## Start Record extracts

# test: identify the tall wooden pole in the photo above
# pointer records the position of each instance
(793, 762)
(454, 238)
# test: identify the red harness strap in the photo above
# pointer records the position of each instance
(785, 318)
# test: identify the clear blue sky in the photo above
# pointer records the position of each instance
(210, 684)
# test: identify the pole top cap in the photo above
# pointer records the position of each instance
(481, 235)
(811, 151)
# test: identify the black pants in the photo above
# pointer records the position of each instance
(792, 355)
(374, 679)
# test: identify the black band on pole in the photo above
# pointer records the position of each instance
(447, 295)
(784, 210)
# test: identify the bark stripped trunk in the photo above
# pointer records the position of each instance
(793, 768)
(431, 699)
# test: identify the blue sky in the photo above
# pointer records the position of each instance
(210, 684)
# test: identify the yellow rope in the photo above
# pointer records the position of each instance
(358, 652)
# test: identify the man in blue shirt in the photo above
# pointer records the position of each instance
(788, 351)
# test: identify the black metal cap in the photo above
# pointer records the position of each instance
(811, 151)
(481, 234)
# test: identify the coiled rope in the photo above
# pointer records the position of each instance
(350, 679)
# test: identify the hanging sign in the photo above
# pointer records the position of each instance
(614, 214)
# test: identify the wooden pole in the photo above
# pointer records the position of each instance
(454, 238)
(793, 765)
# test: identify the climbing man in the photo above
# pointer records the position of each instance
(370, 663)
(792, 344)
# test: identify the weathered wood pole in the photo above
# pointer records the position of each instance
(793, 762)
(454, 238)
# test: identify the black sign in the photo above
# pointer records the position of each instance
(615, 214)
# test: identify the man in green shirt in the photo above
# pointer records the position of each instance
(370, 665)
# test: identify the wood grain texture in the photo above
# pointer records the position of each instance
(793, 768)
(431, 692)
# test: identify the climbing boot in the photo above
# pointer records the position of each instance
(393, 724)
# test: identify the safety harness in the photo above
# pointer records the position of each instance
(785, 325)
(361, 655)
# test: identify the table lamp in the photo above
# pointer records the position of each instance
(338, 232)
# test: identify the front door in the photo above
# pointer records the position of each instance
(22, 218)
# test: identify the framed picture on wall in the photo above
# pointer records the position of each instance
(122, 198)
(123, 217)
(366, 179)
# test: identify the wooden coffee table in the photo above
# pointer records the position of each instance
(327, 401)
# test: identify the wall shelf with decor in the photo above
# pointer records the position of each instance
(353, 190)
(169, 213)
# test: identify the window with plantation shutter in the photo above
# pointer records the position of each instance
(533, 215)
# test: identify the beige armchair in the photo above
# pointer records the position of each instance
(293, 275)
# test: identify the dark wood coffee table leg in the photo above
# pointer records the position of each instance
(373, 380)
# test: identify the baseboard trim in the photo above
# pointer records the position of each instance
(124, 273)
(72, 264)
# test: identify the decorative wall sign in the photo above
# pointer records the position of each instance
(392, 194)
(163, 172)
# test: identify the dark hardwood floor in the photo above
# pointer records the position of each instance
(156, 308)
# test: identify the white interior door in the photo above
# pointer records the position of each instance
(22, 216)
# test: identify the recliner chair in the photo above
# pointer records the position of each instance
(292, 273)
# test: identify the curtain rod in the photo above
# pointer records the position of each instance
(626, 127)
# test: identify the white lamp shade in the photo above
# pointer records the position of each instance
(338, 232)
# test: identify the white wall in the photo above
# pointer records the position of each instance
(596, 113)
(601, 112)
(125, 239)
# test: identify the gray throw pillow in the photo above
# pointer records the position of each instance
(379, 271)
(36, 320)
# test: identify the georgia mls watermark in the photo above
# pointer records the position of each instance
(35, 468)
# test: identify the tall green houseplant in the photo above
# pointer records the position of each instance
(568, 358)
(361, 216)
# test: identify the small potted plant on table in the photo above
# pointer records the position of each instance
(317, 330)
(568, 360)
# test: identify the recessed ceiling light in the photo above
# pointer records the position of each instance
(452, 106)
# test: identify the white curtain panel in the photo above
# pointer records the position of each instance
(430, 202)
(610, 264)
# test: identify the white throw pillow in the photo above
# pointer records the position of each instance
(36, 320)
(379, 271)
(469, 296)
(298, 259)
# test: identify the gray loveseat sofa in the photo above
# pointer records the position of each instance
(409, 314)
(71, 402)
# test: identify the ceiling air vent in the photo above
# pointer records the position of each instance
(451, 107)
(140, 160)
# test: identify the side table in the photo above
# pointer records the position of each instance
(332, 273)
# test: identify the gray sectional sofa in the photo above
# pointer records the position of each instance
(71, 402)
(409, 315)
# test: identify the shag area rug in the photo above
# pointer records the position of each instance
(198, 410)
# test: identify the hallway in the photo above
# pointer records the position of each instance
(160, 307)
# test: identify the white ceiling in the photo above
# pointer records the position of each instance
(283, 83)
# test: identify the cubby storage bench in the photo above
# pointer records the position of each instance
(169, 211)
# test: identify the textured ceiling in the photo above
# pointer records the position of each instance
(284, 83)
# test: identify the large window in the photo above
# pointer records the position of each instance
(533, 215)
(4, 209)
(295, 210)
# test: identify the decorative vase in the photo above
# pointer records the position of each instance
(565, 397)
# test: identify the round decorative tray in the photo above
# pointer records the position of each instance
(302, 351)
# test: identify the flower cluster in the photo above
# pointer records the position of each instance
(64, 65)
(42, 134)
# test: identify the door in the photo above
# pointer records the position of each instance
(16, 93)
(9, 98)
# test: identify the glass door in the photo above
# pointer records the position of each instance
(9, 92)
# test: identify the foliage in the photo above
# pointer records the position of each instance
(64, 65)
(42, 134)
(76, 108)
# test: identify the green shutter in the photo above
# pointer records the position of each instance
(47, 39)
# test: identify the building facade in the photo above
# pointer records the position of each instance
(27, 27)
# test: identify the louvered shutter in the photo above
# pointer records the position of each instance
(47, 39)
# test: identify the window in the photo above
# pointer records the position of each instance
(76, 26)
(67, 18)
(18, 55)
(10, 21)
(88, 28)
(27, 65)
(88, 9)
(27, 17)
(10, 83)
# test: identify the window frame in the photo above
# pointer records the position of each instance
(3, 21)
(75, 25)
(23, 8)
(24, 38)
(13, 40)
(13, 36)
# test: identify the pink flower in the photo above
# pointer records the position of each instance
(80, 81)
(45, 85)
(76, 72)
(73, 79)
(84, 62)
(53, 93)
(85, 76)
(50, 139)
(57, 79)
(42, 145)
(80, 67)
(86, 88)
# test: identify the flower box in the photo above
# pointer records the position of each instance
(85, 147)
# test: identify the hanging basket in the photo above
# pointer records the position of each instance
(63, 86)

## End Record extracts
## Start Record extracts

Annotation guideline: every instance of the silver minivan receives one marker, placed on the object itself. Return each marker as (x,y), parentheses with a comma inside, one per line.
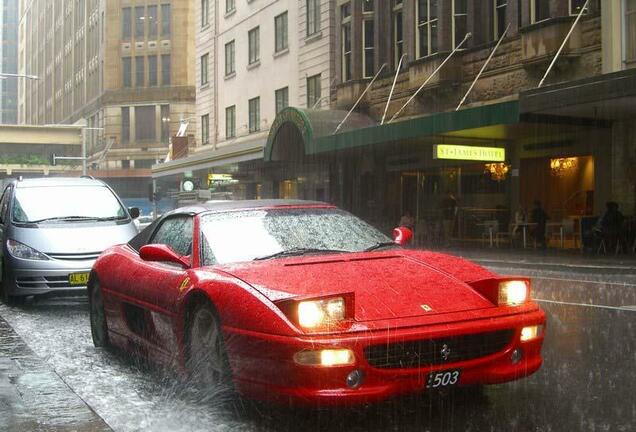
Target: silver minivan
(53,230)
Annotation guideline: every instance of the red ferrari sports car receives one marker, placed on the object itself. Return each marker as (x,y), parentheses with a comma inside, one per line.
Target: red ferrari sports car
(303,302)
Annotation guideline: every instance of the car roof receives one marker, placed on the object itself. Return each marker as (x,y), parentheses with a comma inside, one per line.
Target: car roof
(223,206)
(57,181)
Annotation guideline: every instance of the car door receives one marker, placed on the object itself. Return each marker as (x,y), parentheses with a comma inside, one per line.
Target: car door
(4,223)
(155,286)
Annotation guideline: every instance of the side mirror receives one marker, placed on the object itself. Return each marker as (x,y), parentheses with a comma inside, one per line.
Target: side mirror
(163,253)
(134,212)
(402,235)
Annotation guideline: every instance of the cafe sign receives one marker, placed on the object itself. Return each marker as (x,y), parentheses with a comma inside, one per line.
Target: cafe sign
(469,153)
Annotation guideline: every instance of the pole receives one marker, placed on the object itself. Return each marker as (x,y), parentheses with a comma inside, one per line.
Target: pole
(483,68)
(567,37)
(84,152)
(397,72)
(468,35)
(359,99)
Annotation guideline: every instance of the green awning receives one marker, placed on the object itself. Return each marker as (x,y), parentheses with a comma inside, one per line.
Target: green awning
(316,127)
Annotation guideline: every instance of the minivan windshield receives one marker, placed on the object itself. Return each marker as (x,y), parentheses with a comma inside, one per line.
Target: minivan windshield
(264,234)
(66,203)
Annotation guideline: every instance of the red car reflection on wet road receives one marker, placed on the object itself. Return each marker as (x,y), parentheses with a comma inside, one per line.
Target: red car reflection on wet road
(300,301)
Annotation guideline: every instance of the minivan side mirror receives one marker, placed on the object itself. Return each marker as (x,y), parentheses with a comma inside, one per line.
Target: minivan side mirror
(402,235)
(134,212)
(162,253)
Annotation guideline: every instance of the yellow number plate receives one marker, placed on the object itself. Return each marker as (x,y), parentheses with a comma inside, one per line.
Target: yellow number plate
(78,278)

## End Record extracts

*What the task asks:* Count the lines in the entries that contain the string "minivan", treating uppercase and lowercase as different. Give only the number.

*Task solution:* 6